== PROBLEMAS POR RESOLVER ==
A: Indica si cada afirmación coincide con el fragmento: (i) Niu Youlan murió ocho días después de ser marcado, abandonado en una cueva; (ii) Ma Silie tenía diez años cuando lo ataron a una cruz; (iii) Wang Jumin ingresó en el Partido Comunista en 1951. Responde sí o no y cita literalmente las palabras del fragmento que lo deciden.
B: Reescribe todo lo que va desde "En la zona de" hasta "tenía un año." en el fragmento, poniendo "alumnos" en lugar de "estudiantes".
C: Según el fragmento, ¿qué significa "niu" en chino?

== FRAGMENTO PROPUESTO ==
● ● ●

Uno de los muchos propietarios agrarios, aunque no conste bien su rango, se llamaba Niu Youlan. Pese a haber apoyado a los comunistas frente a los nacionalistas, en 1947, a sus sesenta y un años, arrostró una imaginativa tortura ante la multitud. Le pasaron una anilla por el tabique nasal y su hijo tuvo que arrastrarlo como a un buey (niu significa buey en chino). Luego lo marcaron con un hierro al rojo y murió ocho días después abandonado en una cueva.

En la zona de Yanxing, una rica región de Yunnan, más de cien estudiantes de enseñanza media fueron detenidos en 1951 tras una denuncia anónima. A Wu Liening, con diez años, lo colgaron de una viga y lo golpearon. Ma Silie, de ocho, fue atado a una cruz. Dos de sus torturadores le presionaron las piernas con un tablón hasta rompérselas. Otros dos niños murieron a consecuencia de las torturas. En otro caso, un hombre se suicidó tras haber sido acusado de asesinar a ocho personas en 1929, cuando tenía un año.

El terror iba a llegar pronto a las ciudades. En 1951, Wang Jumin, que había entrado en el Partido Comunista en 1943 y se había vuelto en su contra durante la reforma agraria, asesinó a un alto mando militar, dando la señal, por si se necesitaba, para que Mao se pusiese en pie de guerra. «En absoluto podemos permitirnos la indecisión. Tolerar el mal equivale a hacerse su cómplice. Es un momento crítico». Así que pedía una serie de ejecuciones masivas en las ciudades, porque «las masas dicen que matar contrarrevolucionarios proporciona más alegría que un buen chaparrón».

● ● ●

== INFORMACIÓN REGISTRADA ==
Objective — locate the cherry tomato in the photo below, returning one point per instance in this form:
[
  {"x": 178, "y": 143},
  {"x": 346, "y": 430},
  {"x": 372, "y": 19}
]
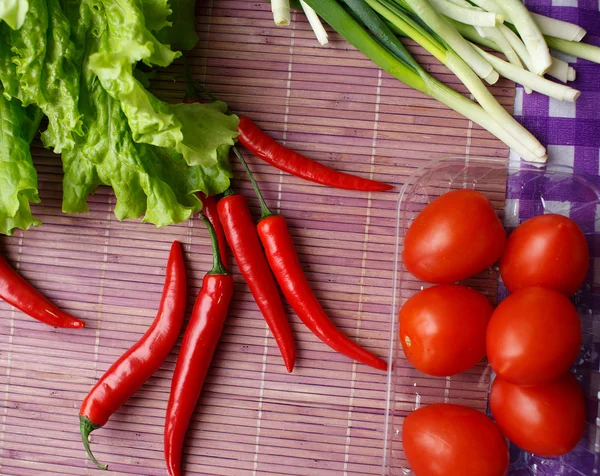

● ● ●

== SOLUCIONES POR TAREA ==
A:
(i) Sí: "murió ocho días después abandonado en una cueva".
(ii) No: "Ma Silie, de ocho, fue atado a una cruz".
(iii) No: "había entrado en el Partido Comunista en 1943".

B:
En la zona de Yanxing, una rica región de Yunnan, más de cien alumnos de enseñanza media fueron detenidos en 1951 tras una denuncia anónima. A Wu Liening, con diez años, lo colgaron de una viga y lo golpearon. Ma Silie, de ocho, fue atado a una cruz. Dos de sus torturadores le presionaron las piernas con un tablón hasta rompérselas. Otros dos niños murieron a consecuencia de las torturas. En otro caso, un hombre se suicidó tras haber sido acusado de asesinar a ocho personas en 1929, cuando tenía un año.

C: Significa buey.